→ **HOW TO COMPLETE THIS TASK**: Reproduce the listing below in full and without alteration, apart from its pictures.

DATA FOR PROCESSING Block Start

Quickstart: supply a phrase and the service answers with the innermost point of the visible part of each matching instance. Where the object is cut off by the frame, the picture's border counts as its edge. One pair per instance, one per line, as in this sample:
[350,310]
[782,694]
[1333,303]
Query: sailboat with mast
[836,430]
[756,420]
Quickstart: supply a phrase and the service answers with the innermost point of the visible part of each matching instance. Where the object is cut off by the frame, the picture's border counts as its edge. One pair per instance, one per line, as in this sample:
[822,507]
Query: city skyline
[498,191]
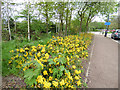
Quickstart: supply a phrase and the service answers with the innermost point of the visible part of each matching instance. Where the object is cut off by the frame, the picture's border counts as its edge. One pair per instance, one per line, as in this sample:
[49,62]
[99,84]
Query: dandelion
[46,55]
[47,84]
[50,78]
[62,83]
[55,83]
[73,66]
[45,72]
[40,79]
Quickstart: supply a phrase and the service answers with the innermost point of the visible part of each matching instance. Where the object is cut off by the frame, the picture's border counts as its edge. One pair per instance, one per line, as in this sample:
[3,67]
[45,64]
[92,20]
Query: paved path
[103,72]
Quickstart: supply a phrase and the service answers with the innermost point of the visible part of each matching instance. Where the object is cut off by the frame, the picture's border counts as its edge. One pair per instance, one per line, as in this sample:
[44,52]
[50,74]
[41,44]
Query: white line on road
[116,41]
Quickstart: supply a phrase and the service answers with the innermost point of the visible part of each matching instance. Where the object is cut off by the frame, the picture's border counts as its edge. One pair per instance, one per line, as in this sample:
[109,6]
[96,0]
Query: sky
[98,18]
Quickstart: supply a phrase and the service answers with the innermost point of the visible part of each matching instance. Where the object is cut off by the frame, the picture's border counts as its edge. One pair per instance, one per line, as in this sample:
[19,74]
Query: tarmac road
[103,72]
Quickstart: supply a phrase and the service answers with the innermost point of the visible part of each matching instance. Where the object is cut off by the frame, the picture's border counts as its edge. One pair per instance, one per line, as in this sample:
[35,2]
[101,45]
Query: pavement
[103,67]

DATA FOR PROCESSING Block End

→ **RESPONSE BELOW**:
Quickstart: supply a phrase and the service answers with the innermost point of the visible part of each matching instance. Where the object is cut off by the frame, the picture's border counts as its edge. One pair per instance, one per line, as in this sample:
[350,310]
[782,694]
[1333,303]
Query: sailboat with mast
[836,430]
[756,420]
Quickstart: supply a phrase and the service answers with the innermost point of the visible part of each matching instance. Where the object is cut off by the frame, the picture's border counts as its edge. One pair per instance, one per line, as in this sample:
[822,507]
Query: city skyline
[498,191]
Quickstart: supply a phrase and the service answers with the innermost point of the visible part of each matching instance. Where the object is cut off by the frame, the picture's border counts as its edge. One pair per instance, one per line, as in this sample:
[49,62]
[99,84]
Query: dandelion
[46,55]
[47,84]
[50,78]
[62,83]
[55,83]
[73,66]
[45,72]
[40,79]
Quickstart: supply a phrase and the service answers with the innermost point of the visible part of each matching instance. Where the object is cut off by the frame, the picture's border counts as its edge. One pair per instance, one per line, as in this sample:
[3,67]
[45,64]
[92,20]
Query: paved path
[103,72]
Quickstart: supply a phrase and the service answers with the innermost point of the visible part of each matching instance. Where the object is cut off by the frame, the picture's border counts as its edge. One pair per instance, one per line, as in this sample:
[44,52]
[50,74]
[41,44]
Query: white line on road
[116,41]
Quickstart: supply a phrase and the service answers with the innermost point of the visible part of each matching instance. Where the object is cut off by the frame, the picture's border counts as its edge. One pair per instance, one per line, as in this sample:
[109,6]
[96,0]
Query: sky
[98,18]
Quickstart: supply a phrase and the service answers with the innermost point of the visible part of each matching instance. Where the object is cut off by the frame, the picture's border counts as its edge. One pair per instance, one per line, as in this sample:
[19,74]
Query: tarmac road
[103,72]
Quickstart: supply a phrase and the service answers with the innermost point of the visible part of each matching instance. Where the object is cut off by the frame, the picture's border counts as its edge. One pair per instance, one per line, as in this sample:
[35,2]
[101,45]
Query: pavement
[103,67]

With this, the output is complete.